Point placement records
===============

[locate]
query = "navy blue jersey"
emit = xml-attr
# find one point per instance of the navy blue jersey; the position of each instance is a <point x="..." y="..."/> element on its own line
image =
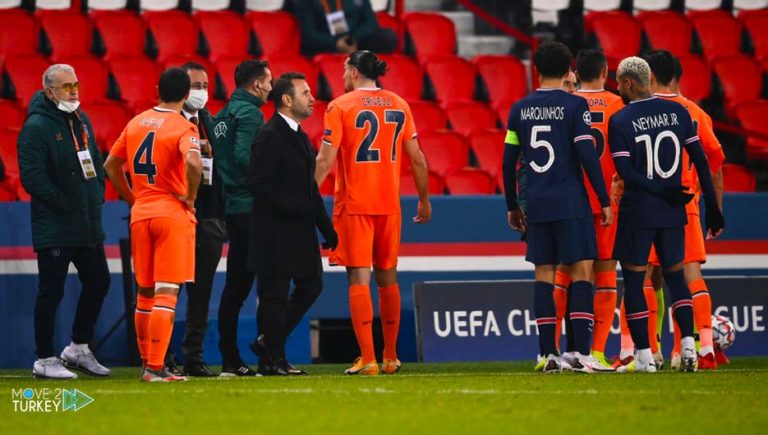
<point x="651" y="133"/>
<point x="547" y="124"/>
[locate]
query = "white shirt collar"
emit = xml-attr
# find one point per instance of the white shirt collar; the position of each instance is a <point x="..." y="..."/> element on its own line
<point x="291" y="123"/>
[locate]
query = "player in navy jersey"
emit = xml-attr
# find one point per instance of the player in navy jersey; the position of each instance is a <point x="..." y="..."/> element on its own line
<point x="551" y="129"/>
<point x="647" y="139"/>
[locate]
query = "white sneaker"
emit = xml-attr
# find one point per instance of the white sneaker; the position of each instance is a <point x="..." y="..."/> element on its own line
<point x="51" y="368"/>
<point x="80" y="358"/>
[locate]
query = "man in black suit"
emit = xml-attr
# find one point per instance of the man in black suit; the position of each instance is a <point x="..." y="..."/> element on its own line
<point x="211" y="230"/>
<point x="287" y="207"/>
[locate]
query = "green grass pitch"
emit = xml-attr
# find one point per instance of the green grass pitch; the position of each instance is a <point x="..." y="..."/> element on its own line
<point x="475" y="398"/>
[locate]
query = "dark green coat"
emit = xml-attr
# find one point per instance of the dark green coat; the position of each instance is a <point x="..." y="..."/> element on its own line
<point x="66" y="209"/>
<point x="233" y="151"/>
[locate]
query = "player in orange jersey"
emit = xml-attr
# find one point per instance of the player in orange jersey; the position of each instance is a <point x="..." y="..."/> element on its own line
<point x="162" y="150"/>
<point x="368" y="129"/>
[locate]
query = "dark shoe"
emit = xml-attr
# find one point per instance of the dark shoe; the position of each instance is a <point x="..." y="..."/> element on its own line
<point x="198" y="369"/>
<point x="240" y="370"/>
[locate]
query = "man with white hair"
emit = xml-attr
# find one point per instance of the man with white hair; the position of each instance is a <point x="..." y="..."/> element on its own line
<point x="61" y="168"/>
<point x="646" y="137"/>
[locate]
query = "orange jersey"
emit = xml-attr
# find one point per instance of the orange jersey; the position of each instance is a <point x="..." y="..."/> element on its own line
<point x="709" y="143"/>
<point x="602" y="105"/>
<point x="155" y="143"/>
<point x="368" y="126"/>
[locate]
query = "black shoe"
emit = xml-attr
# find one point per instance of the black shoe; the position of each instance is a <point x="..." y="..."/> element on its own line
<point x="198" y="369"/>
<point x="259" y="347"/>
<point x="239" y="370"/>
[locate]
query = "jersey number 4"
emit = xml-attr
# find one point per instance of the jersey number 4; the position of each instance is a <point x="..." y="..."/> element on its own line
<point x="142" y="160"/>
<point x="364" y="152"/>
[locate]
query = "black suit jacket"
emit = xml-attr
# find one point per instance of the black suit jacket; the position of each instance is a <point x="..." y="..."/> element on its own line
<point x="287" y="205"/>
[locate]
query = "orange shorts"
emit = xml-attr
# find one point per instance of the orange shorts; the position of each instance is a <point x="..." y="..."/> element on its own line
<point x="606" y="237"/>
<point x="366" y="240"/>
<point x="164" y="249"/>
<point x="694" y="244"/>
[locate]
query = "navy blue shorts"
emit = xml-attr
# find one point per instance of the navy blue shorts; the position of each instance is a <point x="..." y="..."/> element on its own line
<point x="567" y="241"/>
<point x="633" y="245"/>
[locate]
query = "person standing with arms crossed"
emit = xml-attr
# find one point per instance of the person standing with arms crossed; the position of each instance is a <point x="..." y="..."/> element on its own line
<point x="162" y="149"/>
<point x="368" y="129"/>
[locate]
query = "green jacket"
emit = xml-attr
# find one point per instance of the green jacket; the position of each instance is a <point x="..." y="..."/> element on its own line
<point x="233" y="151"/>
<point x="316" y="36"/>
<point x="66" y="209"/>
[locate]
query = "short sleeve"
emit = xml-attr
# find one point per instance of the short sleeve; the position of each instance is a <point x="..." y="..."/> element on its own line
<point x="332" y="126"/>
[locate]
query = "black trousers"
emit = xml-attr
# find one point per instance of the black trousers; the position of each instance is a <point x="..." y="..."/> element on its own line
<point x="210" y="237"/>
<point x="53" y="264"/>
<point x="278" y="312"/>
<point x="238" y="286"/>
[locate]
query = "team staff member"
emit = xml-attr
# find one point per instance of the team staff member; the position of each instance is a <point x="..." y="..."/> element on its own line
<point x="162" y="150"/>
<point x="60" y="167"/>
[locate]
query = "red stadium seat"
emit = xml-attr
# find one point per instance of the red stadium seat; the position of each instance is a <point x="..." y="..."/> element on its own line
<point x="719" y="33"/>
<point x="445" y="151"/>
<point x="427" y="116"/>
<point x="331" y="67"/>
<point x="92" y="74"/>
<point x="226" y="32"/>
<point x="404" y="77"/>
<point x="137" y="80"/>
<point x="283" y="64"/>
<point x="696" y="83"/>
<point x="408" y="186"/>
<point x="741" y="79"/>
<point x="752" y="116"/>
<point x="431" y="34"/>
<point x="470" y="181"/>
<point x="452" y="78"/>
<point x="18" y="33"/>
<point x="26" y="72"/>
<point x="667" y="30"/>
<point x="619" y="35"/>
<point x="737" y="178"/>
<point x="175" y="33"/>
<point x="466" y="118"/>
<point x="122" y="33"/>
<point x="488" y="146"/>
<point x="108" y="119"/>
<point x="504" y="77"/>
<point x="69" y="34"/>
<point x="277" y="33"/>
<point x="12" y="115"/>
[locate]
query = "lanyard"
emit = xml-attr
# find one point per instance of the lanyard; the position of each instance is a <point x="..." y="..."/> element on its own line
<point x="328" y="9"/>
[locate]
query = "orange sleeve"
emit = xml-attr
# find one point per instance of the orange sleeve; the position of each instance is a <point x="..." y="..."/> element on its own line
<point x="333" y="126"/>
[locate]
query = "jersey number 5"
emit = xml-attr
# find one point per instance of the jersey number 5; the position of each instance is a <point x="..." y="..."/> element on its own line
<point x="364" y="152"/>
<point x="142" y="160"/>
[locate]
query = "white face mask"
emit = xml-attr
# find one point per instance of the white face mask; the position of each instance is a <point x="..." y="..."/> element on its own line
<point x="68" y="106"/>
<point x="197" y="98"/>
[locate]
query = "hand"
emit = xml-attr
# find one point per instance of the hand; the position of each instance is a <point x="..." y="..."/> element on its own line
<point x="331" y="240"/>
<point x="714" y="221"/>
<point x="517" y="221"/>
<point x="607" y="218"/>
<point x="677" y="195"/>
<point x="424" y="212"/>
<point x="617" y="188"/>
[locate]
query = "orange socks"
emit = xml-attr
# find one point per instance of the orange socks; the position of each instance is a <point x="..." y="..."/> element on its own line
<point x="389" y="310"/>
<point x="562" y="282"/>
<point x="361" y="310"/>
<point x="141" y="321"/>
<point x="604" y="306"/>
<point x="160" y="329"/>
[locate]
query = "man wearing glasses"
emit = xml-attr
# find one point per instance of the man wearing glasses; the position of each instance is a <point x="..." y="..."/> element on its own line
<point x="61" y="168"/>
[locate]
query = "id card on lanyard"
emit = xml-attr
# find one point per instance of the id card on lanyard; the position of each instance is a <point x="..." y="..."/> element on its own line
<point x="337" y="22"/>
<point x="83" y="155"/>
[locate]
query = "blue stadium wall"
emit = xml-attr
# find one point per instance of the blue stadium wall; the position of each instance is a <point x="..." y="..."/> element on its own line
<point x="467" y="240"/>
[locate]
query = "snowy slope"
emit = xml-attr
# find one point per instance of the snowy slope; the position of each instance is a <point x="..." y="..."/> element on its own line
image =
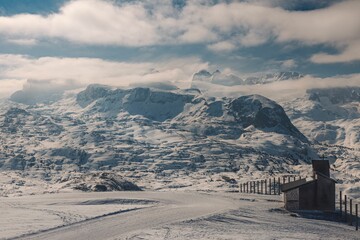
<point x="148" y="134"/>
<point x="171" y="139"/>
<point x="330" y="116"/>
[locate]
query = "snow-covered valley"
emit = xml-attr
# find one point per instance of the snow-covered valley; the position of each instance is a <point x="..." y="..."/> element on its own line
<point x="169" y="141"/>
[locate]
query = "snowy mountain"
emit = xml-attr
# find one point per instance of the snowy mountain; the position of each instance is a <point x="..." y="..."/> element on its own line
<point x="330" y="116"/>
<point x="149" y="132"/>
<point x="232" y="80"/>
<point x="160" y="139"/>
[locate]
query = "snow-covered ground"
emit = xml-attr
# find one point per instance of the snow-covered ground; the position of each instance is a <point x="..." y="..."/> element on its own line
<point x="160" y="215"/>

===============

» **EXERCISE OBJECTIVE**
How many lines in the material above contain the string "collar"? Reply with the number alone.

» **FINAL RESULT**
2